Excerpt provided:
◇ ◇ ◇ ◇

# Considering trading out P9 for Sig P365XL



## wyliec2 (Oct 30, 2009)

I'm a long-time Kahr user (P9, PM9, P380).

Whenever I carry the P9, I must make a few considerations to conceal it compared to the smaller PM9 and P380.

I've recently handled a Sig P365XL and it felt better than my P9 which had always been my 'best feeling' gun in hand.

I'm stuck on the idea that if I'm going to carry something larger than the PM9, I could just as easily carry a P365XL with 12+1 capacity versus the P9 with 7+1.

Looking for any thoughts on this potential swap...??? Asking here and on the Sig forum - full disclosure on duplicate posting.

I should add I've had a P229 for over 20 years and find it does everything I could want except fit in my pants.

Thanks for any input!!


----------



## desertman (Aug 29, 2013)

wyliec2 said:


> I'm a long-time Kahr user (P9, PM9, P380).
> 
> Whenever I carry the P9, I must make a few considerations to conceal it compared to the smaller PM9 and P380.
> 
> ...


If you could just as easily carry a P365XL with 12+1 then more is always better. Or even better yet why not buy a P365 where you can use both a 10 round magazine which gives you 10+1 or 12+1 with an extended magazine and finger rest. The P365 is probably the same size as the the Kahr PM9. You can also get 15 round magazines for both the P365 and P365XL those magazines come with finger rest base plates that accommodate both the shorter grip of the P365 and the longer grip of the P365XL. 15-Round Magazines Now Available for SIG SAUER P365 Models

The P365 is about the same size as a Bond Arms derringer. The advantage of the P365 over the P365XL is that you can use the higher capacity 12+1 magazines of the P365XL. The P365 comes with both a flush fitting 10 round magazine and a 10 round magazine with a finger rest. With the larger grip frame of the P365XL you do not have the option of using the 10 round magazines that are better suited for pocket or deep concealed carry. Pistol Magazines | SIG SAUER


----------



## wyliec2 (Oct 30, 2009)

◇ ◇ ◇ ◇

Listed records:
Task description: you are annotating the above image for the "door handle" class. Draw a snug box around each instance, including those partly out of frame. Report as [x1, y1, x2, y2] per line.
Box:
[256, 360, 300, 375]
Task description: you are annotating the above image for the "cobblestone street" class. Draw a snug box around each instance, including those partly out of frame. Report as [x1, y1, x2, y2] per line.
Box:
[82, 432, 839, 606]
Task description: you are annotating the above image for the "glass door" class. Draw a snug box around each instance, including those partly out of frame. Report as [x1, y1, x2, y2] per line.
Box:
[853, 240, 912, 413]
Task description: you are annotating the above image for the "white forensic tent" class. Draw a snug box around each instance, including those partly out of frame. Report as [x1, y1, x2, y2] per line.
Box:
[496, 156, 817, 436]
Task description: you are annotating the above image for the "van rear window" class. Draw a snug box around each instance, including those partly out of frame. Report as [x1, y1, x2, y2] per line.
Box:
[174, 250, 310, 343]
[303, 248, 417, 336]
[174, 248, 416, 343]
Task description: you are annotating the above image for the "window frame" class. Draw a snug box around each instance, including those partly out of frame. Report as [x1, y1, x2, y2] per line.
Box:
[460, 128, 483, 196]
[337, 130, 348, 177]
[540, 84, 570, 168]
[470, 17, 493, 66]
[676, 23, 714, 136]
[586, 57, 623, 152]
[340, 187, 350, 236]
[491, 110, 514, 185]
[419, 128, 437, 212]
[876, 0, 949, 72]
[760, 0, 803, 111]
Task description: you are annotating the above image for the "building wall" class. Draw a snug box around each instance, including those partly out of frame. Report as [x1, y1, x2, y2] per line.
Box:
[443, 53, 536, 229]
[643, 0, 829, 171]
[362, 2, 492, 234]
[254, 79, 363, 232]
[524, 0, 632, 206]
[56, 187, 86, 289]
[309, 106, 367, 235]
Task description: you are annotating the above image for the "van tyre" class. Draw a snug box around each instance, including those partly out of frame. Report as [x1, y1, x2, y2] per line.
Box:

◇ ◇ ◇ ◇

Request A:
List every line of the records that contains the string "window". Case counts.
Request B:
Continue the forum thread about trading a Kahr P9 for a Sig P365XL from the point where it stops.

Response A:
Task description: you are annotating the above image for the "van rear window" class. Draw a snug box around each instance, including those partly out of frame. Report as [x1, y1, x2, y2] per line.
Task description: you are annotating the above image for the "window frame" class. Draw a snug box around each instance, including those partly out of frame. Report as [x1, y1, x2, y2] per line.

Response B:
desertman said:


> If you could just as easily carry a P365XL with 12+1 then more is always better. Or even better yet why not buy a P365 where you can use both a 10 round magazine which gives you 10+1 or 12+1 with an extended magazine and finger rest. The P365 is probably the same size as the the Kahr PM9. You can also get 15 round magazines for both the P365 and P365XL those magazines come with finger rest base plates that accommodate both the shorter grip of the P365 and the longer grip of the P365XL. 15-Round Magazines Now Available for SIG SAUER P365 Models
> 
> The P365 is about the same size as a Bond Arms derringer. The advantage of the P365 over the P365XL is that you can use the higher capacity 12+1 magazines of the P365XL. The P365 comes with both a flush fitting 10 round magazine and a 10 round magazine with a finger rest. With the larger grip frame of the P365XL you do not have the option of using the 10 round magazines that are better suited for pocket or deep concealed carry. Pistol Magazines | SIG SAUER


Thanks for a detailed reply on alternative options! I have considered that I could replace the PM9 with the P365 and have many options. Your reply helped me determine my exact motivation in looking at the P365XL.

For me, the P380 and PM9 are tools for carry depending on season and attire. The P9 always felt 'just right' in my hand and I always enjoyed shooting it. While I regularly shoot the P380 and PM9, it is done with a proficiency purpose versus enjoying handling and firing the P9.

From a practical standpoint, I was seldom motivated to deal with the P9's larger size to only gain a +1 capacity compared to the PM9.

With the P365XL, the equation changes to 12+1 capacity and I'd make more efforts to find comfortable carry methods.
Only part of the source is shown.